▸ THE REQUEST
Copy every line of text in the material below verbatim, omitting the pictures.

━━ INFORMATION PROVIDED

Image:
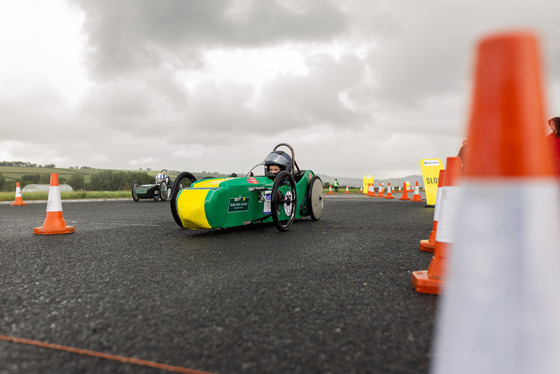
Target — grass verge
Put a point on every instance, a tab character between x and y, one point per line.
74	195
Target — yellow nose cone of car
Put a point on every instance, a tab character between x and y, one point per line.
190	206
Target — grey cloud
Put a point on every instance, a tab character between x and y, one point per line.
128	34
314	99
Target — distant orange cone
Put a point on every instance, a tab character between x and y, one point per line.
431	280
501	305
416	196
389	192
54	222
429	245
405	193
18	201
380	194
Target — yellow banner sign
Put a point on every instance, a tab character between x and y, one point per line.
430	174
367	180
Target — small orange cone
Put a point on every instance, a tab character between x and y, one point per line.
389	194
430	244
54	222
416	196
501	305
405	193
18	201
431	280
380	194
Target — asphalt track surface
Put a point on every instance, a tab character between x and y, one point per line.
332	296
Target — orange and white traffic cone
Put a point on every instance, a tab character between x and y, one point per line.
405	193
431	280
389	194
416	196
501	305
54	222
430	244
18	201
380	194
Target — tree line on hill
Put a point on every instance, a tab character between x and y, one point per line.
103	181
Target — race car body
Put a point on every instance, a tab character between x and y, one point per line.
229	202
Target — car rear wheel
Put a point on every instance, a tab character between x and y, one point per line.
315	198
284	201
134	188
163	191
185	179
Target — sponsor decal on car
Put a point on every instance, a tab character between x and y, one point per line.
238	204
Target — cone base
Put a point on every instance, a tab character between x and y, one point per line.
54	231
427	246
423	284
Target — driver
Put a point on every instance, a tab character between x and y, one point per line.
162	176
276	162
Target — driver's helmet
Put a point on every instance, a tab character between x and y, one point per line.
280	158
162	176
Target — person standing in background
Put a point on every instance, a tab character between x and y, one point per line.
554	138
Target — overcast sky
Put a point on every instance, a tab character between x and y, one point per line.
355	86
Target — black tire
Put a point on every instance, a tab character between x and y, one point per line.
163	191
315	198
185	179
284	201
134	187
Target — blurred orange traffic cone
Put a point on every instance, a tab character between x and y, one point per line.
405	193
380	194
416	196
54	222
501	305
430	244
431	280
18	201
389	194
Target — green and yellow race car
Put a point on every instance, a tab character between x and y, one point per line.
283	194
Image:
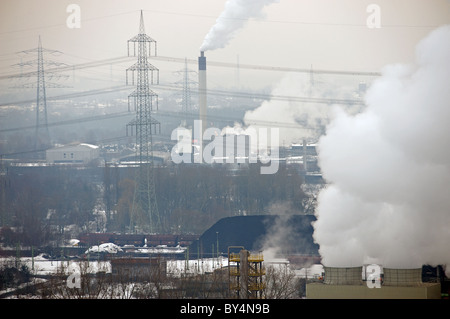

━━━━

▸ EXPECTED OUTPUT
Image:
Target — grass verge
Put a point on every instance, a tab character between x and y, one point per line.
74	195
Target — yellow nose cone of car
Put a point on every instance, a tab character between x and y, one point per line.
190	206
Target — grey cloud
Put a point on every instance, a tab character between x and y, one point per line.
128	34
314	99
Target — distant orange cone
Put a point on every instance, a tab character between x and y, one point per line.
431	280
501	305
416	196
389	192
54	222
429	245
405	193
18	201
380	194
Target — yellow banner sign
Put a point on every instance, a tab character between x and y, one point per line.
430	174
367	180
Target — small orange cone
Put a point on every instance, a tab character between x and y, one point per line.
389	194
430	244
54	222
416	196
501	305
405	193
18	201
431	280
380	194
Target — asphalt track surface
Put a point on every instance, a tab character between x and y, one point per line.
332	296
Target — orange and white traffic cone
Put a point on every instance, a tab character between x and y, one point per line.
405	193
431	280
389	194
416	196
501	305
54	222
430	244
18	201
380	194
Target — tree line on hill
Put a point on every instance, a tab character between x and y, one point per line.
103	181
Target — race car body
Put a point on every instance, a tab character between x and y, one point per line.
229	202
Target — car rear wheel
Put a point on every instance, a tab character between x and y, one point per line.
315	198
284	201
134	188
163	191
185	179
Target — sponsor decal on car
Put a point on every instance, a tab character between x and y, one point per line.
238	204
Target — cone base
Put a point on every instance, a tab character between x and y, one point per line.
54	231
427	246
423	284
Target — driver
Put a point on every instance, a tab character between x and y, one point per line.
162	176
276	162
Target — driver's helmet
Put a point on every instance, a tab character between x and y, one point per line.
280	158
162	176
Target — person standing in background
Put a point on every instance, a tab character between x and y, one point per line.
554	138
Target — overcast sky
Put a point on every instance, a tab character between x and y, one point per line.
355	86
Target — black tire
Put a point on every instance, a tab character between x and y, one point per line.
163	191
315	198
185	179
284	201
134	187
Target — blurred orange traffic cone
Put a point on every instance, a tab character between x and y, one point per line.
405	193
380	194
416	196
54	222
501	305
430	244
431	280
18	201
389	194
Target — green and yellow race car
Put a point on every instance, a tab character between x and y, one point per line.
283	194
Image:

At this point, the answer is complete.